* _Action item_: Please give the data again in full, exactly as provided.

* _Information shown_:
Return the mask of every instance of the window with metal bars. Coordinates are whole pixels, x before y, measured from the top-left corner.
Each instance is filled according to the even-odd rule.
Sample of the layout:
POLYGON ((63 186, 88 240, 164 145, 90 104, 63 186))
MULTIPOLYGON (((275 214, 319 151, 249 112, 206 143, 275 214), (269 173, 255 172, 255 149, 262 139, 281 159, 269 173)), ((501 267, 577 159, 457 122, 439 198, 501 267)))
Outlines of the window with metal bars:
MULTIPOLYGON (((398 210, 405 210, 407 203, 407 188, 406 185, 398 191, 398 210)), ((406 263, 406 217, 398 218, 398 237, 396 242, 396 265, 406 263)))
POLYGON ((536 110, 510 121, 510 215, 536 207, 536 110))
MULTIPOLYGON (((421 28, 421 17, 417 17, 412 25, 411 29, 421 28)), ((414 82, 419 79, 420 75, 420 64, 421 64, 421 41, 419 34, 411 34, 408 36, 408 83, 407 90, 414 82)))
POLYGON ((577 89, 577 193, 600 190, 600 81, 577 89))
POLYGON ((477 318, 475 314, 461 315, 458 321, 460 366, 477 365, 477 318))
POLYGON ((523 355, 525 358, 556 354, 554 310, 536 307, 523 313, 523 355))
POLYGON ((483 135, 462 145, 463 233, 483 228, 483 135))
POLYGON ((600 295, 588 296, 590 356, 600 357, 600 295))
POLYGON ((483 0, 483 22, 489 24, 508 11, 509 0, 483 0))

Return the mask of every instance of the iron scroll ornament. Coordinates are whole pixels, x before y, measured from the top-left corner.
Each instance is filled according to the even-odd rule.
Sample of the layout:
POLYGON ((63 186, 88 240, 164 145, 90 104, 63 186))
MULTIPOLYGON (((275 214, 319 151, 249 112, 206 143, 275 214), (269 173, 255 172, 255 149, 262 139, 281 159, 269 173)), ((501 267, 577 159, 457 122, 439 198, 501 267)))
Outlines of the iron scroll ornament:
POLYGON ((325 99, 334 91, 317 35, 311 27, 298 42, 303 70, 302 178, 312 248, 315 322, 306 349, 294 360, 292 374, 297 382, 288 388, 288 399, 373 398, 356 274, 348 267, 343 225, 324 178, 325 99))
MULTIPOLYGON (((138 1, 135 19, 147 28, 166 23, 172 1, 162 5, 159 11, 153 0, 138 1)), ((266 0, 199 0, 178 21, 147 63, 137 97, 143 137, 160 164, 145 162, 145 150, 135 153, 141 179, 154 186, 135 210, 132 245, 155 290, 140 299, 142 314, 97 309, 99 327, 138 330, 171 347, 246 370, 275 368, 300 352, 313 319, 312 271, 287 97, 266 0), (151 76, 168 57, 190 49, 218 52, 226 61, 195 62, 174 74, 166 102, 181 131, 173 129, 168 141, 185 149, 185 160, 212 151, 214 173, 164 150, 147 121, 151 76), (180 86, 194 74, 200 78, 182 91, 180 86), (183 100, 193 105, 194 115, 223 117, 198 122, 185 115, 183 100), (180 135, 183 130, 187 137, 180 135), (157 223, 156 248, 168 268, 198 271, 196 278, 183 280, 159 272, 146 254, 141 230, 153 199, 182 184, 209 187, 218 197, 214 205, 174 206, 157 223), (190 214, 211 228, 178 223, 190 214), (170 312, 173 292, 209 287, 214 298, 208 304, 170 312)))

* _Written response_:
Return the mask of every instance of the window with metal bars. Coordinates are whole pixels, x before y, measured from the top-left corner.
Each instance is filled according to the even-odd rule.
Sample of the layout:
POLYGON ((63 186, 88 240, 164 145, 90 104, 63 186))
MULTIPOLYGON (((275 214, 319 151, 249 112, 206 143, 275 214), (269 173, 255 172, 255 149, 262 139, 281 159, 269 173)), ((501 267, 577 159, 457 122, 439 198, 501 267)))
Outlines of the window with metal bars:
MULTIPOLYGON (((398 210, 405 210, 407 203, 407 188, 406 185, 398 191, 398 210)), ((406 263, 406 217, 398 218, 398 237, 396 242, 396 265, 406 263)))
POLYGON ((536 110, 510 121, 510 215, 536 207, 536 110))
MULTIPOLYGON (((421 28, 421 17, 417 17, 412 25, 411 29, 421 28)), ((414 82, 419 79, 420 75, 420 64, 421 64, 421 41, 419 34, 411 34, 408 36, 408 83, 407 90, 414 82)))
POLYGON ((577 89, 577 193, 600 190, 600 81, 577 89))
POLYGON ((477 318, 475 314, 461 315, 458 321, 460 366, 477 365, 477 318))
POLYGON ((523 355, 525 358, 556 354, 554 310, 536 307, 523 313, 523 355))
POLYGON ((483 135, 462 145, 463 233, 483 228, 483 135))
POLYGON ((600 295, 588 296, 590 356, 600 357, 600 295))
POLYGON ((483 0, 483 22, 489 24, 508 11, 509 0, 483 0))

Return the mask of every instance of the iron scroll ornament. Coordinates are whole pixels, x before y, measured from the top-left corner.
Each instance is filled according to the even-odd rule.
Sample of the layout:
POLYGON ((63 186, 88 240, 164 145, 90 104, 63 186))
MULTIPOLYGON (((275 214, 319 151, 249 112, 206 143, 275 214), (269 173, 255 172, 255 149, 262 139, 281 159, 269 173)), ((501 267, 577 159, 457 122, 439 198, 501 267)))
Outlines of the iron scroll ornament:
POLYGON ((325 99, 334 91, 317 35, 311 27, 298 42, 303 70, 302 178, 312 248, 315 322, 306 349, 294 360, 292 374, 297 382, 288 388, 288 399, 373 398, 356 274, 348 267, 343 225, 324 178, 325 99))
MULTIPOLYGON (((138 1, 135 19, 147 28, 166 23, 172 1, 162 5, 159 11, 153 0, 138 1)), ((266 0, 199 0, 178 21, 147 63, 137 97, 143 137, 160 164, 145 162, 145 150, 135 153, 141 179, 154 186, 135 210, 132 245, 155 290, 140 299, 142 314, 97 309, 99 327, 138 330, 171 347, 246 370, 275 368, 300 352, 313 319, 312 271, 287 97, 266 0), (151 76, 168 57, 190 49, 218 52, 226 61, 195 62, 174 74, 166 102, 181 131, 173 129, 168 141, 185 149, 185 160, 212 151, 214 173, 164 150, 147 121, 151 76), (180 86, 194 74, 200 78, 182 91, 180 86), (183 100, 193 105, 194 115, 223 117, 198 122, 185 115, 183 100), (180 135, 183 130, 187 137, 180 135), (157 223, 156 248, 168 268, 198 271, 196 278, 183 280, 159 272, 146 254, 141 230, 153 199, 182 184, 209 187, 218 197, 214 205, 174 206, 157 223), (190 214, 211 228, 178 223, 190 214), (170 312, 173 292, 209 287, 214 298, 208 304, 170 312)))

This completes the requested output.